--- START OF AVAILABLE DATA ---

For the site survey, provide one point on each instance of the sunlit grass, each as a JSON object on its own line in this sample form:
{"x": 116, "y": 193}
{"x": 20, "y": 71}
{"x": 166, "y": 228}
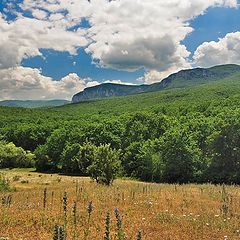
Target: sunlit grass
{"x": 159, "y": 211}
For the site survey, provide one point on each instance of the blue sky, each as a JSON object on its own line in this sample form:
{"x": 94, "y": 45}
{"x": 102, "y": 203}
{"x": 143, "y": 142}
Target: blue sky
{"x": 216, "y": 23}
{"x": 82, "y": 43}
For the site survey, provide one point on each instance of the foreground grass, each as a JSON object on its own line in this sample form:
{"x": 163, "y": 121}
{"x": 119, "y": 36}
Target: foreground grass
{"x": 161, "y": 211}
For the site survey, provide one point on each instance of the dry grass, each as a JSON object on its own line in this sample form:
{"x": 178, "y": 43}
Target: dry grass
{"x": 166, "y": 212}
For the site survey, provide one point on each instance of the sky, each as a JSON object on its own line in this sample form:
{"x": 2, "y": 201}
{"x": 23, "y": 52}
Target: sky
{"x": 52, "y": 49}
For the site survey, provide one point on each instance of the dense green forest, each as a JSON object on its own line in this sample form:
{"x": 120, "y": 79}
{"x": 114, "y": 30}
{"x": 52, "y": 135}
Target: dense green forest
{"x": 179, "y": 135}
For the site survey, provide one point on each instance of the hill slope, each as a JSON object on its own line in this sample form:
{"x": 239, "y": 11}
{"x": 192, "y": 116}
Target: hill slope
{"x": 184, "y": 78}
{"x": 33, "y": 103}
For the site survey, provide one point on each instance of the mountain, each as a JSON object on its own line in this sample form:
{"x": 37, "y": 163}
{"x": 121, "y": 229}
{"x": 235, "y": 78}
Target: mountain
{"x": 184, "y": 78}
{"x": 33, "y": 103}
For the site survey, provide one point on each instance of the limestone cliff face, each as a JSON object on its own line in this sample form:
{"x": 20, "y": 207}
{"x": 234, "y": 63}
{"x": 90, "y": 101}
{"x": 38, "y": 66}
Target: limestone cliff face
{"x": 184, "y": 78}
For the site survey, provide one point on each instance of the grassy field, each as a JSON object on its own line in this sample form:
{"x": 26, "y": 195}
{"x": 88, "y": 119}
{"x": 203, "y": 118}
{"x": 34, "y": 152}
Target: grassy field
{"x": 160, "y": 211}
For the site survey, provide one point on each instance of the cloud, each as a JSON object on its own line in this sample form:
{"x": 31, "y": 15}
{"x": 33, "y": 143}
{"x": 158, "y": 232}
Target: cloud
{"x": 28, "y": 83}
{"x": 24, "y": 37}
{"x": 123, "y": 34}
{"x": 225, "y": 50}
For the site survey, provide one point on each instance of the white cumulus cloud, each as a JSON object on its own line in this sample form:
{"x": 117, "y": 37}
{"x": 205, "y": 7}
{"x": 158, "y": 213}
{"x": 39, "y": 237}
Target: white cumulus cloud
{"x": 225, "y": 50}
{"x": 19, "y": 82}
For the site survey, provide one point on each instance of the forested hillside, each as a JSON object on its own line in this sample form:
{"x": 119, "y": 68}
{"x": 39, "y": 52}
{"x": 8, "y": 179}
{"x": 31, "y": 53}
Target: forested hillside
{"x": 178, "y": 135}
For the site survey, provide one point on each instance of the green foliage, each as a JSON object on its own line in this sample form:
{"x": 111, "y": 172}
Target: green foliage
{"x": 177, "y": 135}
{"x": 4, "y": 184}
{"x": 105, "y": 165}
{"x": 12, "y": 156}
{"x": 224, "y": 152}
{"x": 76, "y": 158}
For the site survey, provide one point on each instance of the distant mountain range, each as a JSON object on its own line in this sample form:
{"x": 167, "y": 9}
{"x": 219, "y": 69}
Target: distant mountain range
{"x": 182, "y": 79}
{"x": 33, "y": 103}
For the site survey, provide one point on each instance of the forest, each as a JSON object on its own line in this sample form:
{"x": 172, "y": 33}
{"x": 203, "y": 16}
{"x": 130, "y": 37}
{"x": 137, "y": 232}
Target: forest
{"x": 174, "y": 136}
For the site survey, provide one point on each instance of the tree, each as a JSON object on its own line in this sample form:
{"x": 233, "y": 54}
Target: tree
{"x": 224, "y": 152}
{"x": 180, "y": 156}
{"x": 105, "y": 165}
{"x": 14, "y": 157}
{"x": 76, "y": 158}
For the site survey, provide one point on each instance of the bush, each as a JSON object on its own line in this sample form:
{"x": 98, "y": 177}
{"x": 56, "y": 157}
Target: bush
{"x": 105, "y": 165}
{"x": 12, "y": 156}
{"x": 4, "y": 184}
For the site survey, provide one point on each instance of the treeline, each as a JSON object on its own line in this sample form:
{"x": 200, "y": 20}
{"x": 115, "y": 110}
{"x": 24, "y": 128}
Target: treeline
{"x": 190, "y": 146}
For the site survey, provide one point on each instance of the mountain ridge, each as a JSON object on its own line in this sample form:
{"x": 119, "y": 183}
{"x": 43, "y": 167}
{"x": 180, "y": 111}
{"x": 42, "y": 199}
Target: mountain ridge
{"x": 183, "y": 78}
{"x": 34, "y": 103}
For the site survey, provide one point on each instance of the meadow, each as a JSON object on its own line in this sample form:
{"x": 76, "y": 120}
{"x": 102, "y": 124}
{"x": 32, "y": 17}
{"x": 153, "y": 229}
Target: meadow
{"x": 144, "y": 210}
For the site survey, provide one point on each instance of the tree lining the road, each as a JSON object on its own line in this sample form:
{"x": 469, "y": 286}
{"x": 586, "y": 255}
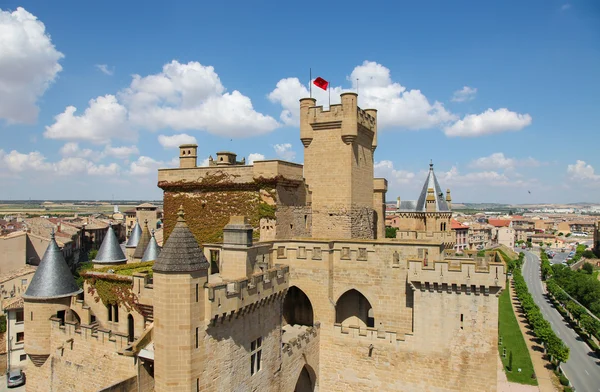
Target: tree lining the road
{"x": 511, "y": 339}
{"x": 584, "y": 324}
{"x": 581, "y": 285}
{"x": 555, "y": 347}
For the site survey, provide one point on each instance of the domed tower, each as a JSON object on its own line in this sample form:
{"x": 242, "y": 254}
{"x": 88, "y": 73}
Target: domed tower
{"x": 133, "y": 240}
{"x": 152, "y": 250}
{"x": 180, "y": 273}
{"x": 110, "y": 252}
{"x": 48, "y": 295}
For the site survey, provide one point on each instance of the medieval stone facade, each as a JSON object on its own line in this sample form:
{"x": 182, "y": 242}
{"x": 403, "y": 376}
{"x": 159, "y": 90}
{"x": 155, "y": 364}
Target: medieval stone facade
{"x": 294, "y": 288}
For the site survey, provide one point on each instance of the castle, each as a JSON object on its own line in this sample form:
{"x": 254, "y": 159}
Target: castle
{"x": 273, "y": 277}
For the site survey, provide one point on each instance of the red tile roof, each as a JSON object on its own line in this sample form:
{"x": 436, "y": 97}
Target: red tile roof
{"x": 499, "y": 222}
{"x": 454, "y": 224}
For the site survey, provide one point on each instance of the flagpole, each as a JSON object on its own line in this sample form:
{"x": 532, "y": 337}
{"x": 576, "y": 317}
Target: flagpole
{"x": 310, "y": 82}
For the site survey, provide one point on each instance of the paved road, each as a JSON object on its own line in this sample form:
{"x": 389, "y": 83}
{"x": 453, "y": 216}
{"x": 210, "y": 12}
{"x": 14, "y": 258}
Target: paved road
{"x": 583, "y": 367}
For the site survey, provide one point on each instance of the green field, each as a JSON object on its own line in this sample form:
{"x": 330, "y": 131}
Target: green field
{"x": 513, "y": 342}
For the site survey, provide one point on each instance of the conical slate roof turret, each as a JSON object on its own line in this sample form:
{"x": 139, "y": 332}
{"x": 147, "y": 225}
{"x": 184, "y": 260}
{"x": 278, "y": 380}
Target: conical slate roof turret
{"x": 53, "y": 278}
{"x": 181, "y": 252}
{"x": 135, "y": 235}
{"x": 431, "y": 182}
{"x": 143, "y": 243}
{"x": 110, "y": 251}
{"x": 152, "y": 251}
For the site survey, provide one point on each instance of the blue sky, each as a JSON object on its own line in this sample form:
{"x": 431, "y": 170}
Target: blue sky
{"x": 502, "y": 95}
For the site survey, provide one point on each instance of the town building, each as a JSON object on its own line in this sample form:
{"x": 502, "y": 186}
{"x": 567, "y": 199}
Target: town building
{"x": 274, "y": 277}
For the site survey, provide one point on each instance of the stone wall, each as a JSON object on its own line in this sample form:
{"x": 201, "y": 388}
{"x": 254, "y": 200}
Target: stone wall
{"x": 417, "y": 341}
{"x": 227, "y": 349}
{"x": 80, "y": 355}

--- END OF AVAILABLE DATA ---

**EXERCISE DIRECTIONS**
Can you update the rows from the line holding "of the conical" through the end of the rows, inclusive, so that every "site survey" becomes "land assessment" and nothing else changes?

**SOLUTION TO THIS PROBLEM**
For the land assessment, provide one point on each instance of the conical slate roof turret, each as a JSON object on its own line in this sample form:
{"x": 139, "y": 332}
{"x": 147, "y": 225}
{"x": 184, "y": 260}
{"x": 278, "y": 380}
Target: conical slate roof turret
{"x": 53, "y": 278}
{"x": 181, "y": 252}
{"x": 135, "y": 235}
{"x": 431, "y": 182}
{"x": 143, "y": 243}
{"x": 110, "y": 251}
{"x": 152, "y": 251}
For the land assessment, provide one point on each instance of the blue sky, each as a JSON object on its own line in this sample form:
{"x": 431, "y": 170}
Target: blue sky
{"x": 502, "y": 95}
For the land assessment, provide one point on each instance of the town building, each as a JSON object on its own line in this sample form:
{"x": 502, "y": 186}
{"x": 567, "y": 199}
Target: town building
{"x": 274, "y": 277}
For the land assessment, provide one point on each instance of the stone wall, each as a JSON object on its own line in this sample form:
{"x": 201, "y": 388}
{"x": 254, "y": 200}
Target: stone wall
{"x": 417, "y": 341}
{"x": 227, "y": 349}
{"x": 80, "y": 355}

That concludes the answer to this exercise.